__RECORDS PROVIDED__:
-- Start --

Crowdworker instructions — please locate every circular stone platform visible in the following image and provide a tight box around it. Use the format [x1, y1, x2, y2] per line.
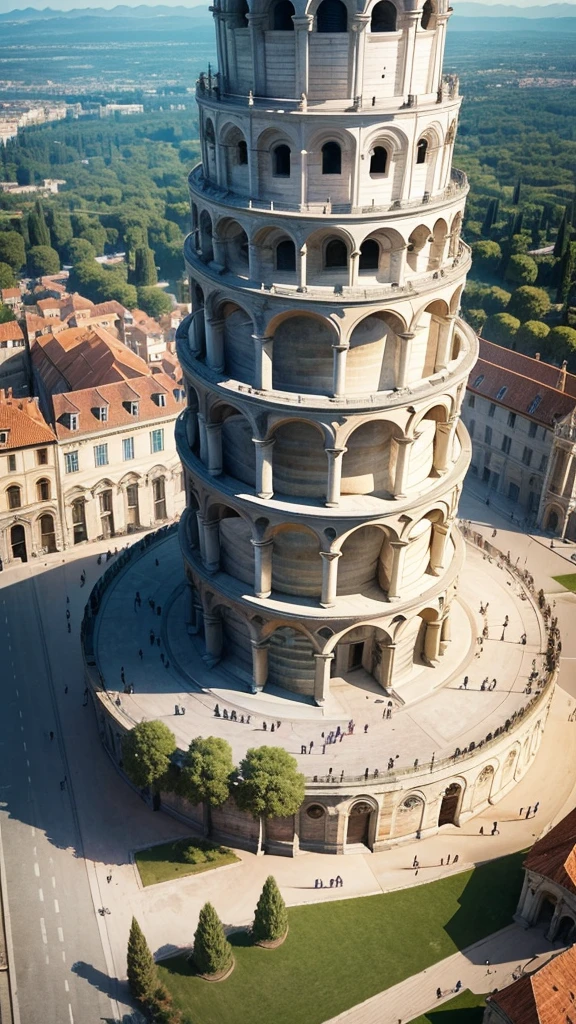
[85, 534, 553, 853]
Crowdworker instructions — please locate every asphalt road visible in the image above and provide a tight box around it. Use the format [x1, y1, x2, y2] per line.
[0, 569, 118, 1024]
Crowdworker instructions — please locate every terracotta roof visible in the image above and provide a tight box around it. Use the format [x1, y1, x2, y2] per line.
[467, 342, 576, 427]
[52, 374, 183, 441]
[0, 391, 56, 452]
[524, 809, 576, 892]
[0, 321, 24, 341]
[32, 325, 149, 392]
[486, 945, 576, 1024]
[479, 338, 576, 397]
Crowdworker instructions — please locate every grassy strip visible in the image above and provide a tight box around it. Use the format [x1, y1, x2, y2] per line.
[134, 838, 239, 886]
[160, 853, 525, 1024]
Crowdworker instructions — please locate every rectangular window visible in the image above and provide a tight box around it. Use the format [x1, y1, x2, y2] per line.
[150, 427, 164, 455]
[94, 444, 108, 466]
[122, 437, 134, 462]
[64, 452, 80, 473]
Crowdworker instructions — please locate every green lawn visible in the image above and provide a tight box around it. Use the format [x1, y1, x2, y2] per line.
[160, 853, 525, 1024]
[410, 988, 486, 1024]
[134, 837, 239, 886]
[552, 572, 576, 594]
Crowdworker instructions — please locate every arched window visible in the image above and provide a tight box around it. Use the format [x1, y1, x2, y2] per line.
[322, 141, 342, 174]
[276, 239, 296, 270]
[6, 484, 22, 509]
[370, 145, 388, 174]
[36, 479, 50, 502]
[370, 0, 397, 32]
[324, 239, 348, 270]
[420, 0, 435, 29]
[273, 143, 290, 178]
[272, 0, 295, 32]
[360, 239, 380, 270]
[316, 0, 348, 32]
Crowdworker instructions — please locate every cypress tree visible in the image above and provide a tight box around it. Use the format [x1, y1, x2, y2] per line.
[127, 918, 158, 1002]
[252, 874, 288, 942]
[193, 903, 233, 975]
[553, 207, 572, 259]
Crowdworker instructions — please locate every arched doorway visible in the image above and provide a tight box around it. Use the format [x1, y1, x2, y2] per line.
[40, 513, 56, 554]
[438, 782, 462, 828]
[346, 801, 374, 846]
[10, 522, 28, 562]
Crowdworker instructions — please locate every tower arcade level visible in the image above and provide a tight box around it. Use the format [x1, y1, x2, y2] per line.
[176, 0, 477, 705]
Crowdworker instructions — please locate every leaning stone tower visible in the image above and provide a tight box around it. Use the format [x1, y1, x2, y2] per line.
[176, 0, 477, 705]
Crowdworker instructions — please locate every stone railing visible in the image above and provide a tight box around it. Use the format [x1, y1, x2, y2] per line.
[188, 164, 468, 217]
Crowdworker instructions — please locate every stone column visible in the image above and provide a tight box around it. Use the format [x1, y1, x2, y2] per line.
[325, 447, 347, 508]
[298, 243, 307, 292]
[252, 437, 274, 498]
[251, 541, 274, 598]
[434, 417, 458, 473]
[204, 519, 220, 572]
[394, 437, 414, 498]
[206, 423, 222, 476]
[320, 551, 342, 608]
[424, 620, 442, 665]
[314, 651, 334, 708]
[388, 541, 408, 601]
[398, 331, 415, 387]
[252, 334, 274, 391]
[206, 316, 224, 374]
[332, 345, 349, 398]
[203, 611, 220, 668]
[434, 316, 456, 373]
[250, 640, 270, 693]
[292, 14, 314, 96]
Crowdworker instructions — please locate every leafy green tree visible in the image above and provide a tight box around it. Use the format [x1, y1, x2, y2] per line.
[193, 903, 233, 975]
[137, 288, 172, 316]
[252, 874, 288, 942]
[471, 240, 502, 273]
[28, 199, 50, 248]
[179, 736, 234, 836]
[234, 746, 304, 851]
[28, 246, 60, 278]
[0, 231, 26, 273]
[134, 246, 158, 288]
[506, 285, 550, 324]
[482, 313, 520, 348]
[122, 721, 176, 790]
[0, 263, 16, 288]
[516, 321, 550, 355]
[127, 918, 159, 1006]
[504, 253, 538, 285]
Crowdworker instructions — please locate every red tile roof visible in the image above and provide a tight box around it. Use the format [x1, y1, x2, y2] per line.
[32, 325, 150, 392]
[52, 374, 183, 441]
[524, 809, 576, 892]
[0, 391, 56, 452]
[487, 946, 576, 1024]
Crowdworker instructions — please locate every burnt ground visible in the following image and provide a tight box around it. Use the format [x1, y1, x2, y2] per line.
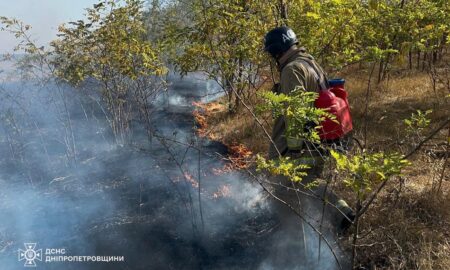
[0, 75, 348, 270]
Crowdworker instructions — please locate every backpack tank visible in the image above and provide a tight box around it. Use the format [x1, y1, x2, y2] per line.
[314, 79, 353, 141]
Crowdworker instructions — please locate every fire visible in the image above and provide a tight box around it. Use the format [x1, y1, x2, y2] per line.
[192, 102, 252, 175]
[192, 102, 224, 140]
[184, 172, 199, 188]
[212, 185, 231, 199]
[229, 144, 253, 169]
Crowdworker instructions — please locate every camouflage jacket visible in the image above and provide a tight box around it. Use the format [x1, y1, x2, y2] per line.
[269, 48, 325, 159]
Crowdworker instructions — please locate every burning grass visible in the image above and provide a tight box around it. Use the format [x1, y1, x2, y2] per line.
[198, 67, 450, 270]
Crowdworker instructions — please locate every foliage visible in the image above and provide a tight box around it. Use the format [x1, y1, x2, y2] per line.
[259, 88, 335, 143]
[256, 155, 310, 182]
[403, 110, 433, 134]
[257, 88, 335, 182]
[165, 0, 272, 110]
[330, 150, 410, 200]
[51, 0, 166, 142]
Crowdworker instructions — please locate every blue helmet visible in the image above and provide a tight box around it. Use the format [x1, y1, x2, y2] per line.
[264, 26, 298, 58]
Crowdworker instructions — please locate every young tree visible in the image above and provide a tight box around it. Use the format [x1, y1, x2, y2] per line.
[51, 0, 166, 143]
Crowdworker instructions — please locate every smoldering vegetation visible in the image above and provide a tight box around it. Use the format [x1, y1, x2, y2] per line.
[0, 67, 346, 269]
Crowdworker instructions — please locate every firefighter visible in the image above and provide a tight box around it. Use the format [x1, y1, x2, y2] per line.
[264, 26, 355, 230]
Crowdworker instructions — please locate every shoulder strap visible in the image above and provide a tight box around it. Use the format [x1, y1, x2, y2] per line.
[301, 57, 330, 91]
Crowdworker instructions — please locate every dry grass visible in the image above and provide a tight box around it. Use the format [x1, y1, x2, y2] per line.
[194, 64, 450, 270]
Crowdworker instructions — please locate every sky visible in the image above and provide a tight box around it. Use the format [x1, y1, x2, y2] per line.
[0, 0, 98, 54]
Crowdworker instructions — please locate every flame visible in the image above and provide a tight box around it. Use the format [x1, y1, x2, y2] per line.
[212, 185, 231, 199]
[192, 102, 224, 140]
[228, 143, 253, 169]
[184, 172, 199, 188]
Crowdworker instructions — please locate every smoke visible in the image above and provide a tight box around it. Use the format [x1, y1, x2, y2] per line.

-- End --

__WHAT TO WORK ON__:
Copy all of the material above word for word, omitting the pictures.

__COMPLETED EXERCISE__:
Crowdworker instructions — please locate every circular stone platform visible in the following image and provide a tight box around it. Use the format [x1, y1, x2, y2] per line.
[85, 534, 553, 853]
Crowdworker instructions — please locate every asphalt road visible in the image above and provide a tight box around it. Use the format [x1, y1, x2, y2] per line.
[0, 569, 118, 1024]
Crowdworker instructions — please locate every terracotta roof visible in the image above and provide a tight box around it. Use the format [x1, y1, x2, y2] per line.
[467, 342, 576, 427]
[52, 374, 183, 441]
[0, 391, 56, 452]
[524, 809, 576, 892]
[0, 321, 24, 341]
[32, 325, 149, 392]
[486, 945, 576, 1024]
[479, 338, 576, 397]
Crowdworker instructions — please locate every grassy strip visible in the image above and provide a tight box around it. Use the format [x1, y1, x2, y2] per line.
[134, 838, 239, 886]
[160, 853, 525, 1024]
Crowdworker instructions — please locate every rectangular window visible in the image above and provide a tight box around it. Use the format [x1, y1, x2, y2] per line.
[150, 427, 164, 455]
[94, 444, 108, 466]
[122, 437, 134, 462]
[64, 452, 80, 473]
Crowdworker instructions — please locate every green lawn visible in the image above and provide a tight box around it. Use the format [x1, y1, x2, y2] per line.
[160, 853, 525, 1024]
[410, 988, 486, 1024]
[134, 837, 239, 886]
[552, 572, 576, 594]
Crowdworker instructions — please locate every arched window visible in the image above and provide a tight box around it. Use the format [x1, y1, x2, y2] per line.
[322, 141, 342, 174]
[276, 239, 296, 270]
[6, 484, 22, 509]
[370, 145, 388, 174]
[36, 479, 50, 502]
[370, 0, 397, 32]
[324, 239, 348, 270]
[420, 0, 435, 29]
[273, 143, 290, 178]
[272, 0, 295, 32]
[360, 239, 380, 270]
[316, 0, 348, 32]
Crowdworker instructions — please locate every cypress tree visible in the image above and provide a tight box around it. Use the format [x1, y1, x2, y2] per line.
[127, 918, 158, 1002]
[252, 874, 288, 942]
[193, 903, 233, 975]
[553, 207, 572, 259]
Crowdworker instructions — please locate every arched doorway visible in the image above and provide a tight box around it. Use the format [x1, y1, x2, y2] per line.
[40, 513, 56, 554]
[438, 782, 462, 828]
[346, 801, 374, 846]
[10, 522, 28, 562]
Crowdworker instructions — please locate every tower arcade level visible in the image above and provide a tight box around it. Use the format [x1, y1, x2, y2] per line.
[176, 0, 477, 705]
Crowdworker instructions — please locate every leaning stone tower visible in the image above and provide a tight box around it. Use the format [x1, y1, x2, y2] per line.
[176, 0, 477, 705]
Crowdworker instructions — please locate every stone railing visible in the image above and provide a tight box around it. Use the format [x1, y1, x2, y2] per line.
[188, 164, 468, 217]
Crowdworker instructions — please locate every stone column visible in the image above and provide a tight box around it. Use the format [x1, y1, x2, y2] per line.
[325, 447, 347, 508]
[298, 243, 307, 292]
[252, 437, 274, 498]
[251, 541, 274, 598]
[434, 417, 458, 473]
[204, 519, 220, 572]
[394, 437, 414, 498]
[206, 423, 222, 476]
[320, 551, 342, 608]
[424, 620, 442, 665]
[314, 651, 334, 708]
[388, 541, 408, 601]
[398, 331, 415, 387]
[252, 334, 274, 391]
[206, 316, 224, 374]
[332, 345, 349, 398]
[203, 611, 220, 668]
[434, 316, 456, 373]
[250, 640, 270, 693]
[292, 14, 314, 96]
Crowdworker instructions — please locate every leafy green tree visible in the image above and provide a tight box around it. Use the format [x1, y1, x2, y2] per line.
[193, 903, 233, 975]
[137, 288, 172, 316]
[252, 874, 288, 942]
[471, 240, 502, 273]
[28, 199, 50, 248]
[179, 736, 234, 836]
[234, 746, 304, 851]
[28, 246, 60, 278]
[0, 231, 26, 273]
[134, 246, 158, 288]
[506, 285, 550, 324]
[482, 313, 520, 348]
[122, 721, 176, 790]
[0, 263, 16, 288]
[516, 321, 550, 355]
[127, 918, 159, 1006]
[504, 253, 538, 285]
Crowdworker instructions — please locate every red tile roof visible in the image above and provide a tight box around it. Use the format [x1, y1, x2, y2] per line.
[32, 325, 150, 392]
[52, 374, 183, 441]
[524, 809, 576, 892]
[0, 391, 56, 452]
[487, 946, 576, 1024]
Crowdworker instructions — please locate every burnt ground visible in the following image and provide a tight box around it. Use the format [x1, y1, x2, y2] per line.
[0, 75, 348, 270]
Crowdworker instructions — please locate every backpack tank visible in the image above and provide a tight box around it. Use the format [x1, y1, x2, y2] per line.
[314, 79, 353, 141]
Crowdworker instructions — please locate every fire visible in the image above and provide a tight box around it. Use the format [x1, y1, x2, y2] per line.
[192, 102, 252, 175]
[192, 102, 224, 140]
[184, 172, 199, 188]
[212, 185, 231, 199]
[229, 144, 253, 169]
Crowdworker instructions — please locate every camouflage jacket visible in the image above and provide a tight box around it. Use the format [x1, y1, x2, y2] per line.
[269, 48, 325, 159]
Crowdworker instructions — please locate every burning grass visible in the image above and provide a tight box around it. Use the format [x1, y1, x2, y2] per line.
[198, 67, 450, 270]
Crowdworker instructions — please locate every foliage visible in the image above and provide a tight box around it. Use the format [x1, y1, x2, y2] per line.
[259, 88, 335, 143]
[256, 155, 310, 182]
[403, 110, 433, 134]
[257, 88, 335, 182]
[165, 0, 272, 110]
[330, 150, 410, 200]
[51, 0, 166, 142]
Crowdworker instructions — please locate every blue helmet visible in the image above and provide a tight box around it. Use the format [x1, y1, x2, y2] per line.
[264, 26, 298, 58]
Crowdworker instructions — please locate every young tree visible in the image above and provide a tight box around it. Use the format [x1, y1, x2, y2] per line.
[51, 0, 166, 143]
Crowdworker instructions — please locate every smoldering vegetation visible in the image above and provide a tight box around it. Use the format [x1, y1, x2, y2] per line.
[0, 67, 346, 269]
Crowdworker instructions — please locate every firefighter visible in the image above and provide a tight box around it. Use the format [x1, y1, x2, y2] per line.
[264, 26, 355, 230]
Crowdworker instructions — please locate every shoulder strap visible in the image above and provide a tight box around it. Use the format [x1, y1, x2, y2] per line.
[301, 57, 330, 91]
Crowdworker instructions — please locate every dry grass visible in the image above and provide a tight box around it. Use the format [x1, y1, x2, y2] per line.
[194, 64, 450, 270]
Crowdworker instructions — please locate every sky visible in the image above and provide a tight box around it. Use the format [x1, y1, x2, y2] per line.
[0, 0, 98, 54]
Crowdworker instructions — please locate every flame visible in the image above and provide a tight box around it. Use the format [x1, y1, x2, y2] per line.
[212, 185, 231, 199]
[192, 102, 224, 140]
[228, 143, 253, 169]
[184, 172, 199, 188]
Crowdworker instructions — please locate every smoke visible in the image above and provide a tight box around it. Use the format [x1, y1, x2, y2] per line.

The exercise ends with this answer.